TEKS BACAAN:
★ ★ ★ ★

Selasa, 30 Oktober 2012

Backpacking Part 6 (Malaysia)

Sky lift to Genting
Kereta dari Hat Yai melesat menembus perkebunan kelapa sawit menuju Kuala Lumpur. Hal yang menarik dari perjalanan HY – KL yang memakan waktu sekitar 10 jam ini adalah pergantian lokomotif saat kereta tiba di perbatasan Padang Besar. Sebagai informasi dari HY ke Padang Besar kereta ditarik oleh lokomotif tua milik SRT (perusahaan kereta Thailand), sedangkan setelah melewati border kereta ditrarik oleh lokomotif dari perusahaan kereta Malaysia. Kereta yang awalnya hanya dua gerbong kemudian digabungkan dengan gerbong lain yang lebih banyak di Padang Besar.

★ ★ ★ ★

DAFTAR:
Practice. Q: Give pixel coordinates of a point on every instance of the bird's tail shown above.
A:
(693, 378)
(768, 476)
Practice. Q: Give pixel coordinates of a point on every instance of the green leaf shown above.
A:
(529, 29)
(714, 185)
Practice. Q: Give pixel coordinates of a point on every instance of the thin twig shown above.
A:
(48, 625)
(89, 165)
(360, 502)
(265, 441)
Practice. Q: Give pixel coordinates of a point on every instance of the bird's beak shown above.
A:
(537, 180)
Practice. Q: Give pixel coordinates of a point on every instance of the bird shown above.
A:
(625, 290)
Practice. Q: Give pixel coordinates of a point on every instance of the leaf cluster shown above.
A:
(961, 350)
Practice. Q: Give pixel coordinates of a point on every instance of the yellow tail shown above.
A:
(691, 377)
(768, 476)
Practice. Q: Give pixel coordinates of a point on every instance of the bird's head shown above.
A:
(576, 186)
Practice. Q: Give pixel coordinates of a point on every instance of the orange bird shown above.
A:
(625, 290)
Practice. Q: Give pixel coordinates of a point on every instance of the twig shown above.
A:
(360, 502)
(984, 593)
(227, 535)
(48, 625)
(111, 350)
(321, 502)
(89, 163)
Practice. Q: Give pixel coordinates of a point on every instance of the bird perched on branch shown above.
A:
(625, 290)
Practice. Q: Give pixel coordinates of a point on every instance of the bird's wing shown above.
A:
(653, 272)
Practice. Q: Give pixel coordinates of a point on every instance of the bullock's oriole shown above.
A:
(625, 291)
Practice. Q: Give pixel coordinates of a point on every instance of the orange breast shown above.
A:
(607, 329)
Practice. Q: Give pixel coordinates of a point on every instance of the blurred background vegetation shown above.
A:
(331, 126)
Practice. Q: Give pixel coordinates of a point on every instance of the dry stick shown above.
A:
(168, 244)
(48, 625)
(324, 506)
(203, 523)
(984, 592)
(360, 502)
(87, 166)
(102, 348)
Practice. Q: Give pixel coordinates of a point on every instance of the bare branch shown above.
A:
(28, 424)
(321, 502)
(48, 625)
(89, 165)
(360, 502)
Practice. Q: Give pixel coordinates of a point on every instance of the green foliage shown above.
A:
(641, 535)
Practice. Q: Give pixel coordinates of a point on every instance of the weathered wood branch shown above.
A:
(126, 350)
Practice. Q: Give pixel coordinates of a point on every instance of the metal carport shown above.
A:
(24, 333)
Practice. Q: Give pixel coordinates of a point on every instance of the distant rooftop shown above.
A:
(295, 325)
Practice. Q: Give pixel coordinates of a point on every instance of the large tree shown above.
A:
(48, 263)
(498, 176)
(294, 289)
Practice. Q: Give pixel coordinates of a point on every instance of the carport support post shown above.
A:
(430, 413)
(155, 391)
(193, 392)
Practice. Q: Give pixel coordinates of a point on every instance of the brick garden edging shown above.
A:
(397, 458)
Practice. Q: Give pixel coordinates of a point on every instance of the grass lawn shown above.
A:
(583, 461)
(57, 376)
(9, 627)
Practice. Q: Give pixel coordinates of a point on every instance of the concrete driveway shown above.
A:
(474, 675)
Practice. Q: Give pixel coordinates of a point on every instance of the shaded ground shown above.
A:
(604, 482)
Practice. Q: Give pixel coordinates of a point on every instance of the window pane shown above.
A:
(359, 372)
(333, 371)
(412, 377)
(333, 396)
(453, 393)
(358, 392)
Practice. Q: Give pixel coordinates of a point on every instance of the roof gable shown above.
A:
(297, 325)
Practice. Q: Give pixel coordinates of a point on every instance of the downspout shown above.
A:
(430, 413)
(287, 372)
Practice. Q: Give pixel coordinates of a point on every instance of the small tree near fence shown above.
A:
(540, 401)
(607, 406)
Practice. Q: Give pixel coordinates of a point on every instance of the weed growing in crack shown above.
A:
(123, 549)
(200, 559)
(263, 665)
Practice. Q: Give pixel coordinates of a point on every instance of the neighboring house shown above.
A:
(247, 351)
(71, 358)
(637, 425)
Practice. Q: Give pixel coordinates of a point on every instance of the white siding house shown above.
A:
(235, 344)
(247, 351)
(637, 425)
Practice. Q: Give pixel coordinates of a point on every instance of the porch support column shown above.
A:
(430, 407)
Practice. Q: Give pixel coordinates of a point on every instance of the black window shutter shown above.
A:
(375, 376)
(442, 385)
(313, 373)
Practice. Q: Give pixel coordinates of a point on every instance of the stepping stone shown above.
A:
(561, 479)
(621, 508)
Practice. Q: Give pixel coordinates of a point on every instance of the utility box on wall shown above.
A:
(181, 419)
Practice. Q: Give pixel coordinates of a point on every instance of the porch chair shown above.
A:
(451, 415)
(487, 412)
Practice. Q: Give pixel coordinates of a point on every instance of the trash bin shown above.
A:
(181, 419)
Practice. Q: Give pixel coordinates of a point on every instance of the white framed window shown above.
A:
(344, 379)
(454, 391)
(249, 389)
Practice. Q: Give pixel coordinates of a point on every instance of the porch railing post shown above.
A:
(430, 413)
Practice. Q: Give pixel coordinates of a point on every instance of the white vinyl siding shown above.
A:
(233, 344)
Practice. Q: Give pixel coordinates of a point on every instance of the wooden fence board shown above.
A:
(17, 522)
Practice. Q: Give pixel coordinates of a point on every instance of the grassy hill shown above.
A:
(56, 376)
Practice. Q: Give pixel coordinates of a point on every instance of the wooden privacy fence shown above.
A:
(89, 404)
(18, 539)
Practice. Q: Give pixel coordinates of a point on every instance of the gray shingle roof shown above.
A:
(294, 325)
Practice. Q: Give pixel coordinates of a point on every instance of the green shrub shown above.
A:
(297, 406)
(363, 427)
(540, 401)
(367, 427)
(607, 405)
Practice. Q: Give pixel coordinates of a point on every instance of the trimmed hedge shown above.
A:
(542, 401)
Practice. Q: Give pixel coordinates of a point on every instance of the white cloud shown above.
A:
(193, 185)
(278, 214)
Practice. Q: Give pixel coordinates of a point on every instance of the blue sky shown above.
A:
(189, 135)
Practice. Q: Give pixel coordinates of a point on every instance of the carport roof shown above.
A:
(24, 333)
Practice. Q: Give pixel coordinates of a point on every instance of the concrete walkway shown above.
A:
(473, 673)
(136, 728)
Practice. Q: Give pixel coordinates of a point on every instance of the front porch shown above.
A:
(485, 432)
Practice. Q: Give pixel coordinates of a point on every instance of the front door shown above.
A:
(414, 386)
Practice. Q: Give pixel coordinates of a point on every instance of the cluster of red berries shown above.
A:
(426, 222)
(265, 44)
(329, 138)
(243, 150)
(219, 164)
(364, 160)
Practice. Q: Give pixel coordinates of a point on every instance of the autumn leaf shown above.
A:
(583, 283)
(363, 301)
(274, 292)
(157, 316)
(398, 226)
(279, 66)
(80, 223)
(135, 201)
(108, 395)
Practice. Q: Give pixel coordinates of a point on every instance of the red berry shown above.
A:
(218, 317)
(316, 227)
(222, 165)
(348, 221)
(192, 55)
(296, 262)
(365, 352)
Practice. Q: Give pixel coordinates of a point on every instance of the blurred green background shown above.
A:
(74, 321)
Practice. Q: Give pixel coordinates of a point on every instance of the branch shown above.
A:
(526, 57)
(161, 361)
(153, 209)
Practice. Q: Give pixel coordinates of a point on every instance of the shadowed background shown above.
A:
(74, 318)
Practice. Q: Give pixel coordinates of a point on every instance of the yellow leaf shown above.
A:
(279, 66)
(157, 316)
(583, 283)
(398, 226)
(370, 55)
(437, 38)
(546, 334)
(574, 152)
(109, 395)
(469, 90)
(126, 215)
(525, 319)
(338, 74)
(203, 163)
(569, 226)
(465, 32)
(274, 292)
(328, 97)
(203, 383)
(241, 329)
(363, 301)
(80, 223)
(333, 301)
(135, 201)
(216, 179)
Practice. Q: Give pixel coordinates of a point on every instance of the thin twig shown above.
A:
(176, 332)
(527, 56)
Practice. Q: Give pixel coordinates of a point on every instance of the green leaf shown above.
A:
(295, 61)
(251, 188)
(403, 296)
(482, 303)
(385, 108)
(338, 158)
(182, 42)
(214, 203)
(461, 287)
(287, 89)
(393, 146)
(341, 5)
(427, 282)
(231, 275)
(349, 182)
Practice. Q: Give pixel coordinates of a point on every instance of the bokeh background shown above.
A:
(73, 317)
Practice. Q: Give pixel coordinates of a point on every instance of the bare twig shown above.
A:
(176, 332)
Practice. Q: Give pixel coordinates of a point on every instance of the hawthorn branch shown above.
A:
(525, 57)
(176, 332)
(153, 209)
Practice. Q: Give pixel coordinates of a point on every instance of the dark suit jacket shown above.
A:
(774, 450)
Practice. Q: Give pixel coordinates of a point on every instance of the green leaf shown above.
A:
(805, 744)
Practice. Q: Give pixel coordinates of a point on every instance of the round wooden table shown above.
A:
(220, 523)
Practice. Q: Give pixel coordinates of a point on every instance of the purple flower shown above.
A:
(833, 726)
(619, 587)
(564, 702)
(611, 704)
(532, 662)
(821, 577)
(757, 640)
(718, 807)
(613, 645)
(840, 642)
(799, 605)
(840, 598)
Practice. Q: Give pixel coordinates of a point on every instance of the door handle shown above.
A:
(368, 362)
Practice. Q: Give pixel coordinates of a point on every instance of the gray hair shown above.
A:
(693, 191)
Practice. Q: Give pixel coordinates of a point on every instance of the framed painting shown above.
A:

★ ★ ★ ★

RINGKASAN TUGAS:
Di mana lokomotif kereta diganti menurut teks bacaan tentang perjalanan kereta dari Hat Yai ke Kuala Lumpur?

PENYELESAIAN:
Lokomotif diganti saat kereta tiba di perbatasan Padang Besar.